**Task objective:** An exact transcription of all the records below is required, without any images.

***** Source records *****

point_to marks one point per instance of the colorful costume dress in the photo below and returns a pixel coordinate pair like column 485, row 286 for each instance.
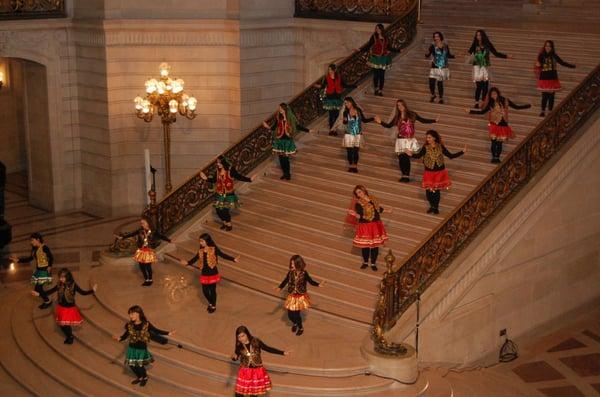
column 253, row 378
column 370, row 232
column 139, row 335
column 67, row 313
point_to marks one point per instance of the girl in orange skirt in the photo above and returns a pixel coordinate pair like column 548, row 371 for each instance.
column 436, row 175
column 67, row 313
column 364, row 213
column 497, row 108
column 297, row 299
column 147, row 240
column 253, row 379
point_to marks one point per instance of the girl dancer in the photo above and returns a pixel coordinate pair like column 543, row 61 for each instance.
column 225, row 197
column 497, row 108
column 439, row 52
column 436, row 175
column 252, row 378
column 139, row 332
column 297, row 299
column 481, row 49
column 67, row 313
column 209, row 277
column 548, row 82
column 404, row 121
column 352, row 119
column 364, row 213
column 332, row 102
column 147, row 240
column 43, row 266
column 380, row 58
column 284, row 128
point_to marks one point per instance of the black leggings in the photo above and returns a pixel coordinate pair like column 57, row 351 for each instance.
column 547, row 100
column 434, row 198
column 224, row 214
column 140, row 372
column 146, row 269
column 284, row 162
column 40, row 290
column 352, row 155
column 295, row 317
column 496, row 148
column 481, row 88
column 404, row 164
column 370, row 253
column 333, row 115
column 440, row 85
column 378, row 78
column 210, row 293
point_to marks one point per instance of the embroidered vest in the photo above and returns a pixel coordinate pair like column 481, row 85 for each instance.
column 40, row 257
column 136, row 336
column 224, row 183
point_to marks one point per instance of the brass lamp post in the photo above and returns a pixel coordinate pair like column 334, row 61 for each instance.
column 166, row 98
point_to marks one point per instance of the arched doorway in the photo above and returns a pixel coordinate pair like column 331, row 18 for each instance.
column 25, row 131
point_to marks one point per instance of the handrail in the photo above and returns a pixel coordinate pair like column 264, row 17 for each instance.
column 427, row 261
column 193, row 195
column 30, row 9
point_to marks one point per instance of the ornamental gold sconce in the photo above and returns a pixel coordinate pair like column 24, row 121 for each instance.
column 165, row 97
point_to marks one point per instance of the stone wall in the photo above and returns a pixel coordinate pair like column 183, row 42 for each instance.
column 536, row 260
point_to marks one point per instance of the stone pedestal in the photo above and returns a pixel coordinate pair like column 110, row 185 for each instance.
column 402, row 368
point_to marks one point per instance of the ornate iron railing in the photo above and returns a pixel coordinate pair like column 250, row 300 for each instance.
column 399, row 287
column 194, row 194
column 356, row 10
column 28, row 9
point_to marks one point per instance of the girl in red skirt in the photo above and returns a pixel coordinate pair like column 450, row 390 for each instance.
column 67, row 313
column 497, row 108
column 364, row 213
column 545, row 68
column 253, row 379
column 436, row 175
column 209, row 252
column 297, row 299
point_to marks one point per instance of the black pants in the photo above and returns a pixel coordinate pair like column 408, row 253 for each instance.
column 284, row 162
column 210, row 293
column 434, row 198
column 440, row 85
column 352, row 155
column 333, row 115
column 40, row 290
column 224, row 214
column 295, row 317
column 481, row 88
column 547, row 100
column 496, row 148
column 140, row 372
column 372, row 253
column 404, row 164
column 378, row 79
column 146, row 269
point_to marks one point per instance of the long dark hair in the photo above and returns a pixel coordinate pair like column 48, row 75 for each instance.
column 242, row 329
column 298, row 262
column 137, row 309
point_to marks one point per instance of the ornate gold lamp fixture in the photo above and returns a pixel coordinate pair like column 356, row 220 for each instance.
column 165, row 97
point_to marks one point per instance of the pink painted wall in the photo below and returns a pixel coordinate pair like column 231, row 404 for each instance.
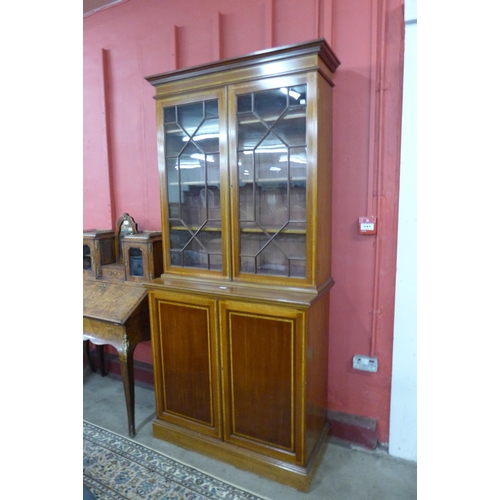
column 138, row 38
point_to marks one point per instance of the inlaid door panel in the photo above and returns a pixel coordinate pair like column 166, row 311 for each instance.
column 189, row 378
column 262, row 355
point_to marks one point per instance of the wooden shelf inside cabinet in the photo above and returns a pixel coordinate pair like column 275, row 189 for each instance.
column 240, row 314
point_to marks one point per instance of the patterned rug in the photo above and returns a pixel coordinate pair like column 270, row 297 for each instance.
column 115, row 467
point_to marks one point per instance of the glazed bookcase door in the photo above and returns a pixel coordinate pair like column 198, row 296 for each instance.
column 193, row 176
column 270, row 159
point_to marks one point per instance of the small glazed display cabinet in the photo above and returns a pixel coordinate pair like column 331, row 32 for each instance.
column 239, row 317
column 122, row 254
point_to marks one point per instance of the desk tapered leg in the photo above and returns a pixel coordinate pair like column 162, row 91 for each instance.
column 127, row 369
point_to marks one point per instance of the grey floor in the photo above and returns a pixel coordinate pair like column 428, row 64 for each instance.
column 345, row 473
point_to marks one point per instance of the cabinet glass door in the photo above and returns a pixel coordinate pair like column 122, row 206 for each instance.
column 272, row 164
column 192, row 164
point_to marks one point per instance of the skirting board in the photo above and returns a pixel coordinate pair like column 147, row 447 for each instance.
column 358, row 430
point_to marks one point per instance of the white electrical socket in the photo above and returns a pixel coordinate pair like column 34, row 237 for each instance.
column 365, row 363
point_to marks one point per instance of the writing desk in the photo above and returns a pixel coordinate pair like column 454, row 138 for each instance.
column 117, row 314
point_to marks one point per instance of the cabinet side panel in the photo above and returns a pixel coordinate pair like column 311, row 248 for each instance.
column 185, row 353
column 261, row 364
column 324, row 179
column 317, row 372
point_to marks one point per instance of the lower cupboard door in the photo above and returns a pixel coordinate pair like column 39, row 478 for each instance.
column 188, row 380
column 263, row 378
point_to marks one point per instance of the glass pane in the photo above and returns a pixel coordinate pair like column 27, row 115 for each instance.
column 291, row 128
column 136, row 264
column 272, row 163
column 190, row 116
column 250, row 131
column 175, row 139
column 207, row 136
column 193, row 177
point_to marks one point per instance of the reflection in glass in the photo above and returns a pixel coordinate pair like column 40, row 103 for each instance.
column 193, row 184
column 272, row 162
column 87, row 259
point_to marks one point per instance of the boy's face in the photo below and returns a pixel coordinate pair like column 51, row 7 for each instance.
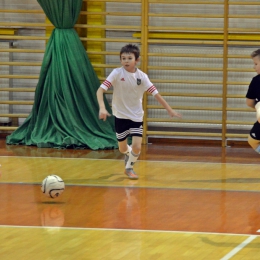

*****

**Exercise response:**
point_to marks one point per instance of the colorful costume dress in the photo below and returns a pixel coordinate pair like column 485, row 286 for each instance.
column 253, row 378
column 370, row 232
column 139, row 335
column 67, row 313
point_to marks one point per instance of the girl in orange skirt in the photo above and returns a pixel coordinate pair like column 548, row 371 for each instance.
column 436, row 175
column 67, row 313
column 364, row 213
column 497, row 108
column 297, row 299
column 147, row 240
column 253, row 379
point_to marks one point per instance of the girl dancer in the photo above and returns a pixel coordinate pair like column 543, row 61 for each instance.
column 225, row 197
column 497, row 108
column 439, row 52
column 436, row 175
column 252, row 378
column 139, row 332
column 297, row 299
column 481, row 49
column 67, row 313
column 209, row 277
column 548, row 82
column 404, row 121
column 352, row 119
column 364, row 213
column 332, row 102
column 147, row 240
column 43, row 266
column 380, row 58
column 284, row 128
point_to marks one point per instance of the black leggings in the photo above and returns a pixel coordinate pair like column 57, row 351 for each instance.
column 547, row 100
column 434, row 198
column 224, row 214
column 140, row 372
column 146, row 269
column 284, row 162
column 40, row 290
column 352, row 155
column 295, row 317
column 496, row 148
column 481, row 88
column 404, row 164
column 370, row 253
column 333, row 115
column 440, row 85
column 378, row 78
column 210, row 293
point_to marks one point per instance of the embroidered vest in the photo above and returns a pixel coordinate pair like column 481, row 85 for each instance.
column 40, row 257
column 136, row 336
column 224, row 183
point_to marks one point per instance of the brass lamp post in the photo above and returns a pixel coordinate pair like column 334, row 61 for each instance.
column 166, row 98
point_to marks one point per instance of the arched doorway in the photo above and returns a pixel coordinate pair like column 331, row 18 for each instance.
column 25, row 131
point_to marks one point per instance of the handrail in the photo above and returns a pixel coordinate pair like column 264, row 17 for each instance.
column 427, row 261
column 193, row 195
column 30, row 9
point_to marks one point per instance of the ornamental gold sconce in the photo above and returns a pixel coordinate pair like column 24, row 121 for each instance.
column 165, row 97
point_to marks one point per instance of the stone wall in the photo above and returns a pixel coordinate pair like column 183, row 42 for each instance.
column 536, row 260
point_to marks one point per instance of the stone pedestal in the photo above and returns a pixel coordinate pair like column 110, row 185 for each instance.
column 402, row 368
point_to marks one point per instance of the ornate iron railing in the photo above and returns a pixel coordinate pair like column 250, row 300 for each instance.
column 399, row 287
column 194, row 194
column 356, row 10
column 28, row 9
point_to marks one point per instance of the girl in red skirt in the photo above and returns a pixel coordinate pair like column 450, row 390 for each instance.
column 67, row 313
column 497, row 108
column 364, row 213
column 545, row 68
column 253, row 379
column 436, row 175
column 209, row 252
column 297, row 299
point_to marks one point per instance of the black pants in the photo above and returns a pixel coordinate pair like column 408, row 253 for each instance.
column 284, row 162
column 210, row 293
column 434, row 198
column 440, row 85
column 352, row 155
column 333, row 115
column 40, row 290
column 224, row 214
column 295, row 317
column 481, row 88
column 547, row 100
column 496, row 148
column 140, row 372
column 372, row 253
column 404, row 164
column 378, row 79
column 146, row 269
point_to marks one point per instance of the long dark hair in the photo above and returns a pixel coordinate pair like column 48, row 75 for each instance.
column 242, row 329
column 298, row 262
column 137, row 309
point_to marks one point per instance of the ornate gold lamp fixture in the photo above and returns a pixel coordinate pair like column 356, row 220 for each instance.
column 165, row 97
point_to marks one point per instance of the pink painted wall in the photo below and returns a pixel coordinate pair like column 231, row 404 for each instance.
column 138, row 38
point_to marks one point per instance of the inlaid door panel in the photo above and returns a pixel coordinate pair like column 166, row 311 for each instance.
column 189, row 378
column 262, row 355
point_to marks one point per instance of the wooden shelf inside cabinet in the photo above and returns a pixel coordinate pair like column 275, row 189 for each instance.
column 240, row 314
point_to marks one point per instance of the patterned rug in the photo above and returns a pixel coordinate pair like column 270, row 297 for each instance.
column 115, row 467
point_to marks one point per instance of the glazed bookcase door in the photo above and returns a pixel coordinate pair like column 198, row 296 for each instance.
column 193, row 176
column 270, row 159
point_to marks one point per instance of the small glazed display cabinet in the photo above and returns a pixel coordinate pair like column 331, row 32 for each instance.
column 239, row 317
column 122, row 254
point_to marks one point per instance of the desk tapered leg in the photo above and returns a pixel coordinate pair like column 162, row 91 for each instance.
column 127, row 369
point_to marks one point per instance of the grey floor in the photo above and returns a pixel coordinate pair like column 428, row 64 for each instance.
column 345, row 473
point_to marks one point per instance of the cabinet glass door in the photo above and returns a pixel coordinate pair like column 122, row 206 for each instance.
column 272, row 164
column 192, row 164
point_to marks one point per instance of the skirting board in the photo above and returns a pixel coordinate pair like column 147, row 447 for each instance.
column 358, row 430
point_to marks one point per instance of the white electrical socket in the photo above and returns a pixel coordinate pair like column 34, row 237 for each instance.
column 365, row 363
point_to marks one point per instance of the writing desk in the photo above and returns a pixel coordinate pair like column 454, row 138 for each instance.
column 117, row 314
point_to marks one point per instance of the cabinet side panel in the photo above and returns a pixel coordinate pair like column 311, row 248 for each instance.
column 185, row 353
column 261, row 364
column 324, row 179
column 317, row 372
point_to marks one point per instance of the lower cupboard door in the photo above and returns a pixel coordinate pair like column 39, row 478 for each instance.
column 188, row 380
column 263, row 378
point_to marks one point per instance of the glass pane in the photo above and returns a pixel coordinate pair like column 27, row 115 for each instance.
column 291, row 128
column 136, row 264
column 272, row 163
column 190, row 116
column 250, row 131
column 175, row 139
column 207, row 136
column 193, row 177
point_to marks one point per instance of the reflection in glass in the photo above and returns a pixel coordinate pair like column 40, row 103 for each instance.
column 193, row 184
column 272, row 162
column 87, row 259
point_to marks one point per instance of the boy's face in the photo below and returns a pixel coordinate pair like column 51, row 7 for each instance.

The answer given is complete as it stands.